▸ **PROBLEM REQUIREMENTS**: Rewrite the listing below, replacing every occurrence of "integer pixel coordinates" with "whole-number pixel coordinates" and leaving everything else unchanged.

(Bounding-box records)
* begin *
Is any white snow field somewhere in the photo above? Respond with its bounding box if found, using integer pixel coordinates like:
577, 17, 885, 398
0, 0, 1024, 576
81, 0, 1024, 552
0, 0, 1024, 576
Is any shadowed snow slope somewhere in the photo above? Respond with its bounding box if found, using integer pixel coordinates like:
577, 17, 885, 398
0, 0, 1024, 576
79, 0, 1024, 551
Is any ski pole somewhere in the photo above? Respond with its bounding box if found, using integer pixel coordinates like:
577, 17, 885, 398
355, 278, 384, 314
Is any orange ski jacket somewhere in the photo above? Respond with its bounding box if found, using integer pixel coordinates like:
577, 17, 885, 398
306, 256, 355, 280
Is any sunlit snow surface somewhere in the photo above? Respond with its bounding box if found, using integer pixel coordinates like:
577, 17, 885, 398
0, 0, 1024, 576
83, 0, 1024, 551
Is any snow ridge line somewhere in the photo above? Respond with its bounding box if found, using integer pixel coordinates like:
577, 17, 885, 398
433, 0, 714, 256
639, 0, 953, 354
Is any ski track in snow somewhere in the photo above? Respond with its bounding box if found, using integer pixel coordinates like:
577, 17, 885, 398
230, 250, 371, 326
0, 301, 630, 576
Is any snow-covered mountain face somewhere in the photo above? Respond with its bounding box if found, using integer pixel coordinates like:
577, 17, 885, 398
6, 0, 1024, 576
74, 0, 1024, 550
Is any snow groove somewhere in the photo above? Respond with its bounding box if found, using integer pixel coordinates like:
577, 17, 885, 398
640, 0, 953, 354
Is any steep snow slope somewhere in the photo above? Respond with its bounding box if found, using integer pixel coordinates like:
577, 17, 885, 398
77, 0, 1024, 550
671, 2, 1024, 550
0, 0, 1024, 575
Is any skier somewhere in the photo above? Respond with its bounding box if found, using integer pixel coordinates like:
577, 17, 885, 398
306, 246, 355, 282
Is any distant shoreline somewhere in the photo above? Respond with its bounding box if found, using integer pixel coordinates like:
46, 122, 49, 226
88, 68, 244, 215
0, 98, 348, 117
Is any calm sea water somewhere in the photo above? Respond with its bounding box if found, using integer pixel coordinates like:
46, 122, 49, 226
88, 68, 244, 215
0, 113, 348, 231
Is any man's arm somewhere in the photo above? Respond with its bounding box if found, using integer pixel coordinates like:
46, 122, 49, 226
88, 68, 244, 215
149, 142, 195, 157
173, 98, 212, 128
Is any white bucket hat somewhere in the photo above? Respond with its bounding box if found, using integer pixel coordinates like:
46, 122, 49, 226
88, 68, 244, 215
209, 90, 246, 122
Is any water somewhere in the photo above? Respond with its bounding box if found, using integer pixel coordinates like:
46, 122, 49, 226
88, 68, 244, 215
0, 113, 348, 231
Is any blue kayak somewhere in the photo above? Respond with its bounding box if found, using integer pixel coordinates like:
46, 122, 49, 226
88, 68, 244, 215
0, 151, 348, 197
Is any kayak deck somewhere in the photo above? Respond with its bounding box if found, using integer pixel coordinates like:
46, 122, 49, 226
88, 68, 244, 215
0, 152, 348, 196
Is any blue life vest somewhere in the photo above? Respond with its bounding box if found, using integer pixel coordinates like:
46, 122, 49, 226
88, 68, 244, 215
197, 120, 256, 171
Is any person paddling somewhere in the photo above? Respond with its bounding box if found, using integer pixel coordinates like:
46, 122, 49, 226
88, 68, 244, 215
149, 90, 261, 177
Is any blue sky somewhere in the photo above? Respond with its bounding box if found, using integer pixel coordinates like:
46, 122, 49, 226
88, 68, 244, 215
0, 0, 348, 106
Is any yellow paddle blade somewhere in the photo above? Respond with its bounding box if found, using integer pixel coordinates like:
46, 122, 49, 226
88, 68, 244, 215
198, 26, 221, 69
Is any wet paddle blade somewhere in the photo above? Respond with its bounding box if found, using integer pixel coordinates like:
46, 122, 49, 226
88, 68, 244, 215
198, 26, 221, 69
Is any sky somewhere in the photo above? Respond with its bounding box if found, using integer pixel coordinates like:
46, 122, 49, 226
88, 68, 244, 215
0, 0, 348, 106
* end *
▸ **THE COMPLETED TASK**:
Is any white snow field somewhere in the photo above? Respond with its bounding box if found, using whole-number pixel coordinates like:
577, 17, 885, 398
0, 0, 1024, 576
81, 0, 1024, 552
0, 0, 1024, 576
Is any shadowed snow slope somewhere in the photo above? Respond with its bounding box if found, using whole-number pixel coordinates like:
577, 17, 885, 398
0, 0, 1024, 576
79, 0, 1024, 551
Is any ski pole somewhere in the photo above? Respond with its bounding box if found, using whole-number pixel coordinates like:
577, 17, 885, 398
355, 278, 384, 314
Is any orange ski jacket somewhere in the photo above? Respond with its bounding box if found, using whole-number pixel coordinates like:
577, 17, 885, 398
306, 256, 355, 280
Is any sunlit snow surface somewhere in the photo above? Respond with its bounding box if found, using whole-number pixel coordinates like:
577, 17, 885, 398
0, 0, 1024, 576
83, 0, 1024, 551
Is any snow ridge line somewhere in the photo above? Respond with its bounding box if found, using whole-number pixel coordinates like:
577, 17, 885, 398
433, 0, 714, 256
639, 0, 953, 354
Is any ski track in snow somewhere in the photo above? Respond with its bounding box if found, using whole-number pixel coordinates like:
577, 17, 885, 398
230, 250, 371, 326
0, 301, 630, 576
Is any snow-covered mountain face somewhere in the photo above? Respond with its bounding box if found, using whole-number pixel coordinates like:
577, 17, 885, 398
6, 0, 1024, 576
74, 0, 1024, 550
Is any snow groove somewhere in the photo above? Respond with its bounding box if found, using whole-number pixel coordinates like:
577, 17, 885, 398
640, 0, 953, 354
Is any steep snow slope somewhere in the photo above? Respond with its bounding box if found, using whole-number pixel coordinates like:
577, 17, 885, 398
77, 0, 1024, 550
671, 2, 1024, 550
0, 0, 1024, 575
Is any skier somewhere in the photo above? Respond with its bounding box if found, using whole-number pixel coordinates like:
577, 17, 885, 398
306, 246, 355, 282
Is any distant shoreline somewhere in the photo above? Respond with its bounding box if found, using whole-number pixel coordinates like:
46, 122, 49, 226
88, 68, 244, 215
0, 98, 348, 117
Is any calm sea water somewhere in the photo above? Respond with its bounding box if found, using whole-number pixel coordinates like:
46, 122, 49, 226
88, 68, 244, 215
0, 113, 348, 231
Is any man's arm somewhere in the photo above? Respond with its bounding box if found, using whole-number pixel coordinates like:
46, 122, 49, 226
88, 68, 244, 215
149, 142, 195, 157
173, 98, 212, 128
Is any white bucket hat somewhere in the photo above? Respond with its bounding box if found, using whole-number pixel coordinates like:
46, 122, 49, 226
88, 68, 244, 215
209, 90, 246, 122
Is any water somewhere in the photo above? Respond with its bounding box if found, using whole-number pixel coordinates like:
46, 122, 49, 226
88, 68, 244, 215
0, 113, 348, 231
Is any blue kayak somewhere in the photo above? Respond with its bounding box if found, using whole-number pixel coordinates like:
46, 122, 49, 226
88, 68, 244, 215
0, 151, 348, 197
Is any kayak deck somewhere in the photo above? Respond with its bounding box if found, using whole-number pixel coordinates like:
46, 122, 49, 226
88, 68, 244, 215
0, 152, 348, 196
Is any blue life vest somewhere in the photo above? Respond with its bounding box if found, using whole-number pixel coordinates like:
46, 122, 49, 226
88, 68, 244, 215
197, 120, 256, 171
Is any person paddling somewhere in the photo above? Respond with its bounding box if found, using whole-number pixel coordinates like:
46, 122, 49, 226
88, 68, 244, 215
149, 90, 261, 177
Is any blue sky somewhere in the photo above? Respond with its bounding box if found, using whole-number pixel coordinates like:
46, 122, 49, 226
88, 68, 244, 215
0, 0, 348, 106
Is any yellow paddle blade somewhere in the photo above? Respond with its bounding box if found, using whole-number pixel coordinates like:
46, 122, 49, 226
88, 68, 244, 215
198, 26, 221, 69
Is any wet paddle blade somewhere in the photo above? Respond with its bounding box if found, using whole-number pixel coordinates like:
46, 122, 49, 226
88, 68, 244, 215
198, 26, 221, 69
Is any sky somewhere in the photo above? Respond with its bounding box if found, using whole-number pixel coordinates like:
46, 122, 49, 226
88, 68, 244, 215
0, 0, 348, 106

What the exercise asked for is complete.